**WHAT YOU ARE ASKED TO DO**
Resize the coordinates in everything from the line containing "double-decker train carriage." down to the line containing "x=892 y=559", both included, and write out only those lines, requests and all. Multiply each x and y coordinate in the answers by 0.85 and round to whole numbers, with halves rounding up, leaving all other text unchanged.

**DATA SUPPLIED**

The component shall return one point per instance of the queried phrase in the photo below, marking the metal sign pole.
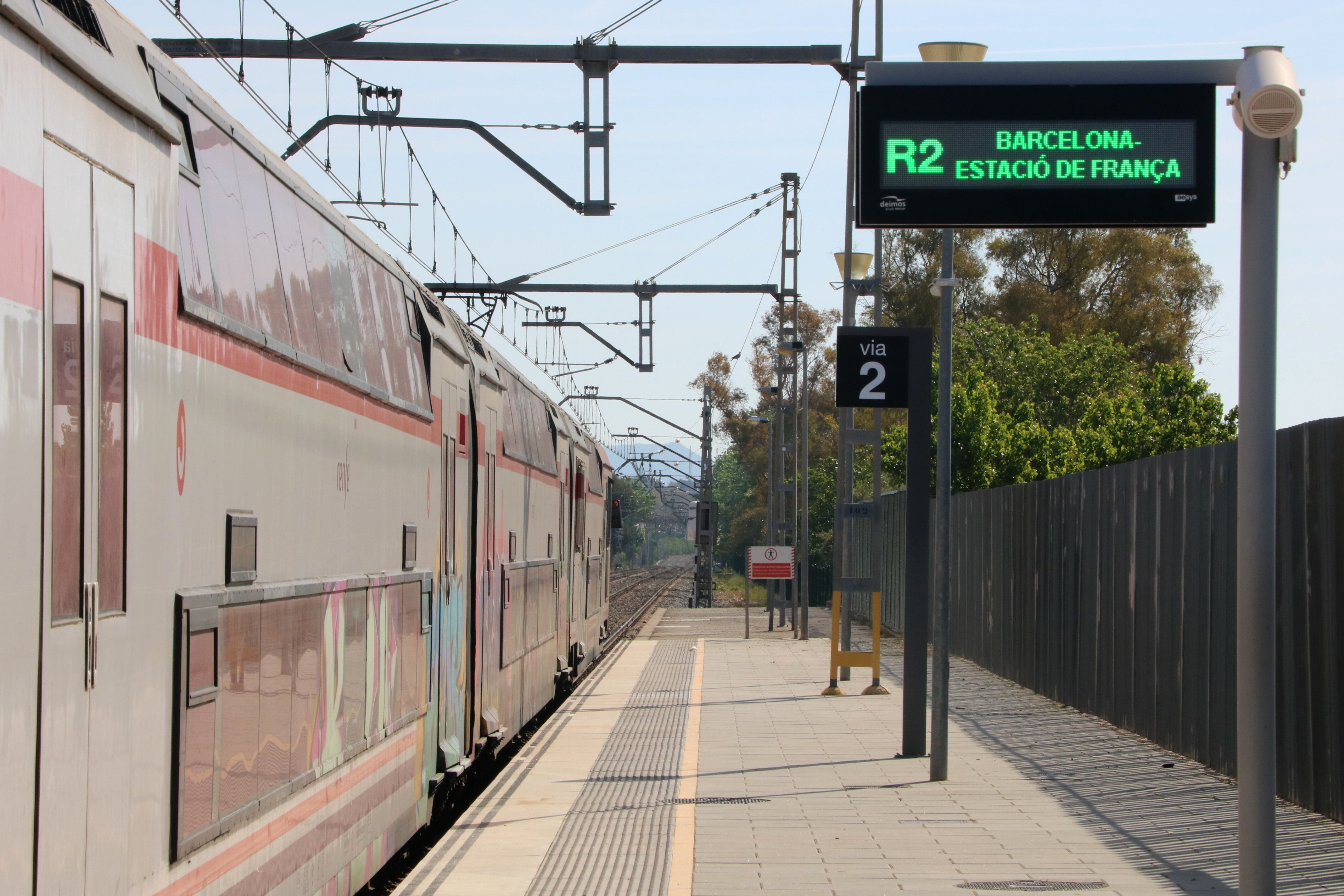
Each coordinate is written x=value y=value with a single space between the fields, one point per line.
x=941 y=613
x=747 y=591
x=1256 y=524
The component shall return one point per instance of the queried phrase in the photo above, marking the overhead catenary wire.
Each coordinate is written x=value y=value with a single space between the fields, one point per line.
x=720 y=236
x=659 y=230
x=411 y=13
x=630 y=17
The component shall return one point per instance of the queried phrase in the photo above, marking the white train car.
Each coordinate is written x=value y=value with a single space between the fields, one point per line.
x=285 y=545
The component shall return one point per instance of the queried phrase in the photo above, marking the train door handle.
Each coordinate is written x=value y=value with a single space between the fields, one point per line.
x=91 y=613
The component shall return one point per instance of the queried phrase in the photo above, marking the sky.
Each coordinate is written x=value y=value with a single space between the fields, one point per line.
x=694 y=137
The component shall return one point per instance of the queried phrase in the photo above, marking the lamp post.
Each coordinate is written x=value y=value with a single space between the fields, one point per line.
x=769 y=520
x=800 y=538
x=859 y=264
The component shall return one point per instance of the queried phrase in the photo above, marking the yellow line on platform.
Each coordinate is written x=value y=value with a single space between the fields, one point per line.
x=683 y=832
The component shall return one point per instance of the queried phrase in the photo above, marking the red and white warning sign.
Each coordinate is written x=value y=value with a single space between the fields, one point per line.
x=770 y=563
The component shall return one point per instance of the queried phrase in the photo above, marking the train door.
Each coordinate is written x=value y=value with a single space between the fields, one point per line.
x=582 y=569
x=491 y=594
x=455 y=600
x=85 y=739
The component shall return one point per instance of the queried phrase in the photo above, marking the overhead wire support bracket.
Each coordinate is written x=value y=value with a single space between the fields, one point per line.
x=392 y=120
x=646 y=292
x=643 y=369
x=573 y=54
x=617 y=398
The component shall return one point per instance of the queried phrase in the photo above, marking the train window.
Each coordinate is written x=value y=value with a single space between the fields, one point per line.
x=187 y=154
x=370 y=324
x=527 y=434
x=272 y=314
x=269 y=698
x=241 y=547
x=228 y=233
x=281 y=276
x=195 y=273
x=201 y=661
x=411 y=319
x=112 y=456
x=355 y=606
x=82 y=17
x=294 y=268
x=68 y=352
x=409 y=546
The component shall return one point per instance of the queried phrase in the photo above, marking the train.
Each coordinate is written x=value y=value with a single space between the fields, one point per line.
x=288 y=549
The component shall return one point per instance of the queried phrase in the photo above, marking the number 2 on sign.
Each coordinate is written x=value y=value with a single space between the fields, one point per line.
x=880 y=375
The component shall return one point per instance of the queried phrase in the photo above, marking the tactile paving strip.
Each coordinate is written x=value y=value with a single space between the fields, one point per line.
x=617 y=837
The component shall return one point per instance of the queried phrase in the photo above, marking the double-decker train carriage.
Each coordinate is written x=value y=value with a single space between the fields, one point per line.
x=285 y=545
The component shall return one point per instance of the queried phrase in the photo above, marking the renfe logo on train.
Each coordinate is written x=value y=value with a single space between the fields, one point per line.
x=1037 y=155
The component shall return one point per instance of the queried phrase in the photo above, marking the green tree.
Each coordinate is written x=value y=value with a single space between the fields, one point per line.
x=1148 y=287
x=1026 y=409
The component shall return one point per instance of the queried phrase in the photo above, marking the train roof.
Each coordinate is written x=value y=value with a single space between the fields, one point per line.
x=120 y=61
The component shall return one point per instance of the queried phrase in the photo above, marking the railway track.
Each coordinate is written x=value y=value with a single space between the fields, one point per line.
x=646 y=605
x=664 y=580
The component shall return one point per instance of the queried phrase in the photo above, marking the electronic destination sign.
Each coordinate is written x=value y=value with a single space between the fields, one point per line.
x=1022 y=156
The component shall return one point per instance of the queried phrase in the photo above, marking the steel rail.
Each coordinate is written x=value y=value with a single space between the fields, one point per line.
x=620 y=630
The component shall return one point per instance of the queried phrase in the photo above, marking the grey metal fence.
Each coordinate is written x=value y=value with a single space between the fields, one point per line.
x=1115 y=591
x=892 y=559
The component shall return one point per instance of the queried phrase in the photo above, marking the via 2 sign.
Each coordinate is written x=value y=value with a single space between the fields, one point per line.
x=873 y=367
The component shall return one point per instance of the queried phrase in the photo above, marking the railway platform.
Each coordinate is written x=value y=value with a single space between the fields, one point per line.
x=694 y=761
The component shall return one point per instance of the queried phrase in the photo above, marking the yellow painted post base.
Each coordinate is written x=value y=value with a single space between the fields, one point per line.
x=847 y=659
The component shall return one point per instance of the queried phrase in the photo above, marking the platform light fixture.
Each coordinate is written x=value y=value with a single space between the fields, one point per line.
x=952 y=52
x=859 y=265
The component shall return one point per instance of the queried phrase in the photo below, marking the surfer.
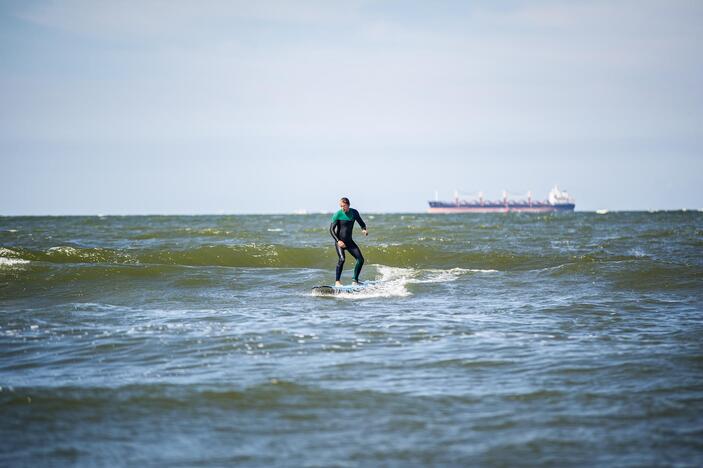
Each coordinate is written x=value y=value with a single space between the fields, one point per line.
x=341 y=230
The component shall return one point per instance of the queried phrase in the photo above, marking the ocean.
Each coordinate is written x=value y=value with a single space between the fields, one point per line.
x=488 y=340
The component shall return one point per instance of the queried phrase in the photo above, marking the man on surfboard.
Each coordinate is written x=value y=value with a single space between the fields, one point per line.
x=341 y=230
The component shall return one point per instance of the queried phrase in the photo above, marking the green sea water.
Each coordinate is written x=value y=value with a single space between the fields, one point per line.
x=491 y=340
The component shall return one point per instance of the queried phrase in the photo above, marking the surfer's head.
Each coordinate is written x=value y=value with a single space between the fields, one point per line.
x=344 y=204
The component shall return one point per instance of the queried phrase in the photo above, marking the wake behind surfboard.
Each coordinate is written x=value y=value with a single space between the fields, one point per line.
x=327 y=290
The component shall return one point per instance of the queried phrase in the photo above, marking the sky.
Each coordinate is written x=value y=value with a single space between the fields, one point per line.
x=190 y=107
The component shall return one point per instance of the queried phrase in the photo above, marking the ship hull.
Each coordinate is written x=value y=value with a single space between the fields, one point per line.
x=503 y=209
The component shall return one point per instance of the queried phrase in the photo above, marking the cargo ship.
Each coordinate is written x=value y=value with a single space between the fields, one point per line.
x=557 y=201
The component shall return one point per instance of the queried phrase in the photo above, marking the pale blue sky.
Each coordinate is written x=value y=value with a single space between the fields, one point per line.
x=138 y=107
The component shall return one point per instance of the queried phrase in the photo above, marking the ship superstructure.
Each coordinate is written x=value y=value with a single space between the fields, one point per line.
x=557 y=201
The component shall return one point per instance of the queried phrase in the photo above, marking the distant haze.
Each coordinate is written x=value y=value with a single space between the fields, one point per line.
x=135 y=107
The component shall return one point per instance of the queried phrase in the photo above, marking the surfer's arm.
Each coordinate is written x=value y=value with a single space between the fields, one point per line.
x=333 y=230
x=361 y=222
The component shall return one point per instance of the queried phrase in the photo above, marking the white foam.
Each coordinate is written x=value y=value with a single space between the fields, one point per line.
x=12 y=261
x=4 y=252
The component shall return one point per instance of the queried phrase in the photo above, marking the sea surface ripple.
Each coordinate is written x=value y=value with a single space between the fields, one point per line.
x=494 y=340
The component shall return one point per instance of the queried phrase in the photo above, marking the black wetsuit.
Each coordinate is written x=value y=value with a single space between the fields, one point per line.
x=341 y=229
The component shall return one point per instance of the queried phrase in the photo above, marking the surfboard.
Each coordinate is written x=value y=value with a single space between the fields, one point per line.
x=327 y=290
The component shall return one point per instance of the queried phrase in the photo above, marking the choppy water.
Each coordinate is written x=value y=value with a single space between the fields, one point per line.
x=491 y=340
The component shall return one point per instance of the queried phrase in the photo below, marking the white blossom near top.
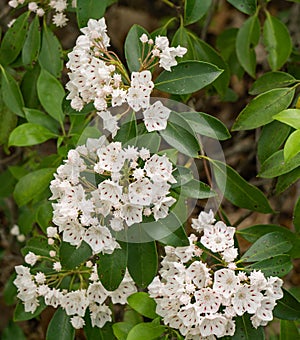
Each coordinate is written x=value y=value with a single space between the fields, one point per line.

**COMPLETE RESPONSE**
The component shall return one point per instance of the queried phrase in the photo above, marking the double-decker train carriage.
Each coordinate is written x=value y=value with a single space between the fields, one point per line.
x=242 y=463
The component shall return one point per instance of the queried phrase in the photo above, marking the renfe logo on train.
Each coordinate is written x=value y=value with a single space between the fields, one point per line.
x=881 y=132
The component shall return one point per instance of the queried phrase in the photo above, marking the green tree.
Each coordinate is written x=value y=value with a single space between the fields, one point per line.
x=976 y=244
x=872 y=348
The component shall return one point per instance of the queried phrase in the photo above, marking the train roof.
Each coordinate is written x=value y=value with a single space between the fields, one point per line.
x=102 y=52
The component shall return one point per instance of the queried phrase in the photo above, marking the railway track.
Each coordinate is written x=value y=value with a single space between the fields, one point per line.
x=549 y=514
x=564 y=493
The component shall return one point per instance of the queried phrase in the photo above, marking the electronic destination sign.
Each coordinate is written x=value y=value with a single space between the fields, one point per line.
x=869 y=133
The component shall return one point per instance of the queried phrase in the photo above, marking the steel rail.
Each coordinate is written x=value y=value with a single space between the fields, one point per line.
x=527 y=536
The component shall return one point per instance of the queried phrase in the photo above, marking the grey metal fence.
Each coordinate is written x=value y=value with a single space between the fields, one point per line.
x=948 y=502
x=758 y=475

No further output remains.